REQUIREMENT: Convert the lines of the entries below into a Markdown table with the columns n and Line, where n is the row number and Line is the line itself. Leave out any blank lines.

___ INFORMATION SUPPLIED ___

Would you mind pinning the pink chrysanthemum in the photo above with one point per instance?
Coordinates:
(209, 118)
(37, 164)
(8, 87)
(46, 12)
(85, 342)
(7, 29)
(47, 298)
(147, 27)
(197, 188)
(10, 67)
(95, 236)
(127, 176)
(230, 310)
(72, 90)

___

ANSWER TO THE EXERCISE:
| n | Line |
|---|---|
| 1 | Would you mind pinning the pink chrysanthemum in the photo above with one point per instance? |
| 2 | Coordinates: |
| 3 | (209, 118) |
| 4 | (37, 164) |
| 5 | (8, 87) |
| 6 | (46, 12) |
| 7 | (85, 342) |
| 8 | (7, 29) |
| 9 | (47, 298) |
| 10 | (147, 27) |
| 11 | (197, 188) |
| 12 | (10, 67) |
| 13 | (95, 236) |
| 14 | (127, 176) |
| 15 | (230, 310) |
| 16 | (72, 90) |